LIST OF TASKS -
- A) Name every organization mentioned in the article on the Kurow irrigation pipeline.
- B) Write the next few sentences of the article on the Kurow irrigation pipeline, following on from its last sentence.

PAGE TEXT -
++++

The final finishing touches are being applied to the Kurow-Duntroon Irrigation Company pipeline west of Kurow, which is now fully operational.

A section of pipeline in the $45million upgrade and expansion of the Kurow-Duntroon Irrigation Company (KDIC) scheme had been blocking the view of the Waitaki River from State Hwy 83 west of Kurow, which breached consent.

An abatement notice was issued by the Waitaki District Council in 2019, and remedial work began in April to move the pipeline out of sight.

KDIC chairman Jock Webster said the final surface prior to sealing was now in place on the piece of road in question, which had been reduced to one lane, and controlled by traffic lights, since remedial work began in mid-April.

The road could not be sealed until early November, as the process was reliant on warmer temperatures.

A few air valves were still to be painted, along with plantings around some of the stations, Mr Webster said.

The scheme was built and designed by Monadelphous, which had contracted Paul Smith Earthmoving to complete the necessary work.

The mistake had meant delays and extra costs in getting the scheme running.

“We appreciate the patience of people, because it’s quite a long period to have a one-way road with traffic lights on it, which is a bit of a pain … people have patiently put up with it,” Mr Webster said.

Sixty-nine shareholders had been utilising the scheme since operations began last month, and they were “very happy with the way it’s working”.

++++

DATASET EXCERPTS -
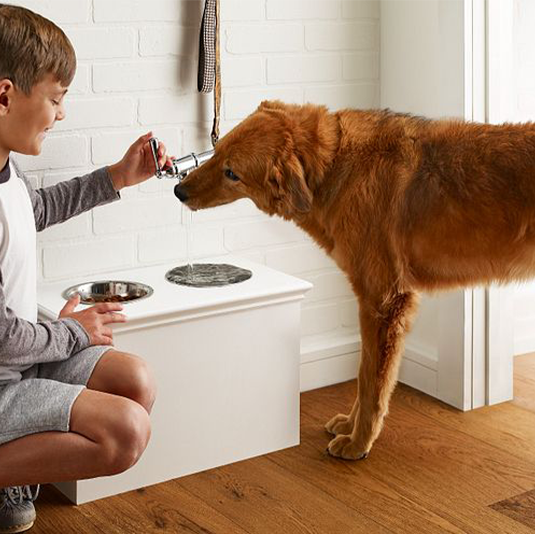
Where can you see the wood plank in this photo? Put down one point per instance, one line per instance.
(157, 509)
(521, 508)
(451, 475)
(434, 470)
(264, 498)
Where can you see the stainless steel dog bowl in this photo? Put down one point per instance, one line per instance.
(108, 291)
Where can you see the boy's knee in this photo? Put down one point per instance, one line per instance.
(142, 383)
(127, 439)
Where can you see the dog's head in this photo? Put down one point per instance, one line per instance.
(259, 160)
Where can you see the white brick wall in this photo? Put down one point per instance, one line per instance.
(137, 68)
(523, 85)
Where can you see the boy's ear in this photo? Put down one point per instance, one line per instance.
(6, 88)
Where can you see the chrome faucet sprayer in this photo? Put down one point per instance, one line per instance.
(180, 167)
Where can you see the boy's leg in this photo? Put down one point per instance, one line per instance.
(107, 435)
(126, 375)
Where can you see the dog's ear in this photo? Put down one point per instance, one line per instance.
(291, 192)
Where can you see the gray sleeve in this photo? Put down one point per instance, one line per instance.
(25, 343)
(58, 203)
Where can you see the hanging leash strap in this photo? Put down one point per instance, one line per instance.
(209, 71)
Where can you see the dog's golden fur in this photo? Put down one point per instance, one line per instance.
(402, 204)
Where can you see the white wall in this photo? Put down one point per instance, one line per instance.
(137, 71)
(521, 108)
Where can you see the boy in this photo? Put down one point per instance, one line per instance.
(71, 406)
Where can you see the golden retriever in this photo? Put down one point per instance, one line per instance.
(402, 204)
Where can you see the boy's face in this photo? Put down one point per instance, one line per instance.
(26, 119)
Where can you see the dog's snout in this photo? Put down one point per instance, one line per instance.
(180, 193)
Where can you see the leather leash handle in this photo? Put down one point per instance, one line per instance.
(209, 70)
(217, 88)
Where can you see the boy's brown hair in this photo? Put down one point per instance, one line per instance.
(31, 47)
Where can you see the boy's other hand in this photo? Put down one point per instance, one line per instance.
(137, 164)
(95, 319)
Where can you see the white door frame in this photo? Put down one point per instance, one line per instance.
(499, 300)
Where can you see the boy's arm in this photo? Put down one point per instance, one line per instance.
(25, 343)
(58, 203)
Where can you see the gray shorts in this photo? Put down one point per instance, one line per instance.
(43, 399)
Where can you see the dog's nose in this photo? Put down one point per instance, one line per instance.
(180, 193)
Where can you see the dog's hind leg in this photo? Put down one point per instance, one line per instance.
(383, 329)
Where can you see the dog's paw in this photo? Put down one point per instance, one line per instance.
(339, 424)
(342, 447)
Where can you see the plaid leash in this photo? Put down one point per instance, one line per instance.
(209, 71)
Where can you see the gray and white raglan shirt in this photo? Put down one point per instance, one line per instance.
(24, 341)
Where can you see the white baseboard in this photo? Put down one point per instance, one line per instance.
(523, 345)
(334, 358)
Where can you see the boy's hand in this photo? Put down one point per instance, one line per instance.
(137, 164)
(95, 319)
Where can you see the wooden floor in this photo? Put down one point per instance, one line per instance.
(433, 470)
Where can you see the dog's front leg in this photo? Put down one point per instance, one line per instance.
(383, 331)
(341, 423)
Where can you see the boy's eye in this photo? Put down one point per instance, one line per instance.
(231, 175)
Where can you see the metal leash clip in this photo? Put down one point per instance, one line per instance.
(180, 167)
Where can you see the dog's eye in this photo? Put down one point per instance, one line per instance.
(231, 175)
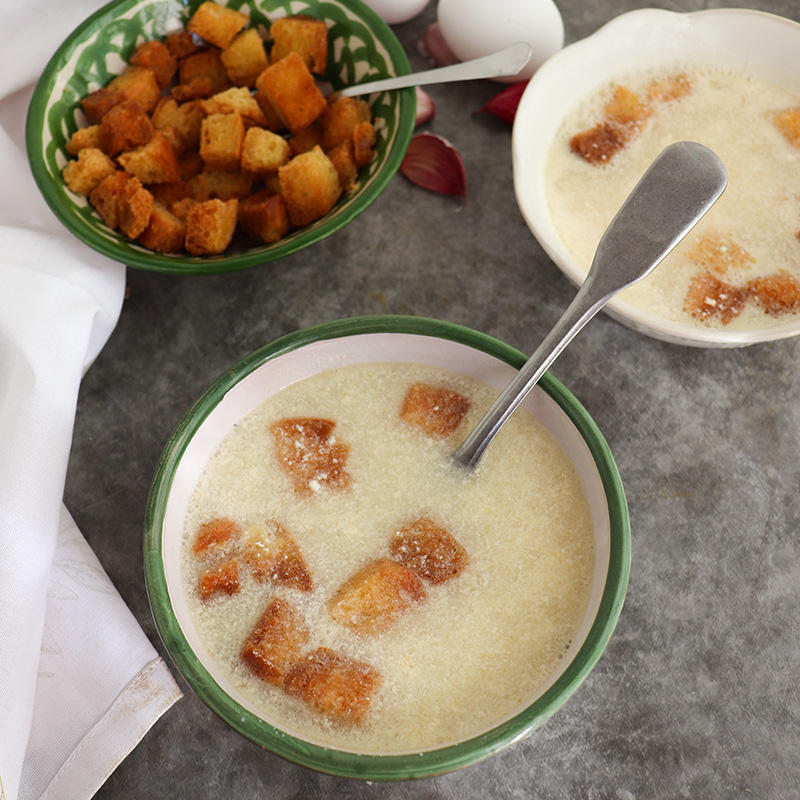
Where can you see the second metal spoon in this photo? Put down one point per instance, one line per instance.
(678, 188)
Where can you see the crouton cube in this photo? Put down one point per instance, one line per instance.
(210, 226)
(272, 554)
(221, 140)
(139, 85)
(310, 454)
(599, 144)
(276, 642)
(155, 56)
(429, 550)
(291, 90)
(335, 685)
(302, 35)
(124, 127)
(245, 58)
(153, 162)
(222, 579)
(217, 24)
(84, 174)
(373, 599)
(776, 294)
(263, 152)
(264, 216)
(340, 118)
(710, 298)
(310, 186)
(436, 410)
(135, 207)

++++

ANSWERS GIVEN -
- A)
Kurow-Duntroon Irrigation Company (KDIC)
Waitaki District Council
Monadelphous
Paul Smith Earthmoving

- B)
“Some of the smaller holders, who have had to previously mess around with border dyke irrigation have now got spray irrigation on their properties, and it’s quite magic really. It’s great.”

The scheme made delivery of water to properties a much simpler process than before. Water-use previously had to be staggered between properties, but now shareholders had access whenever they needed it, he said.

It had a maximum flow of 2750 litres per second.

“Previously people used to have to pump, but now with the residual pressure in the pipeline, they can just turn their irrigators on and they go, so there’s no pumping required for some irrigators. It doesn’t apply to everybody, but it does certainly apply for a few.”

The scheme was built to cater for 5500ha, and was at present supplying just over 4000, Mr Webster said.

“There are still some more shares to sell, which makes quite a difference to the running costs of the scheme per hectare.”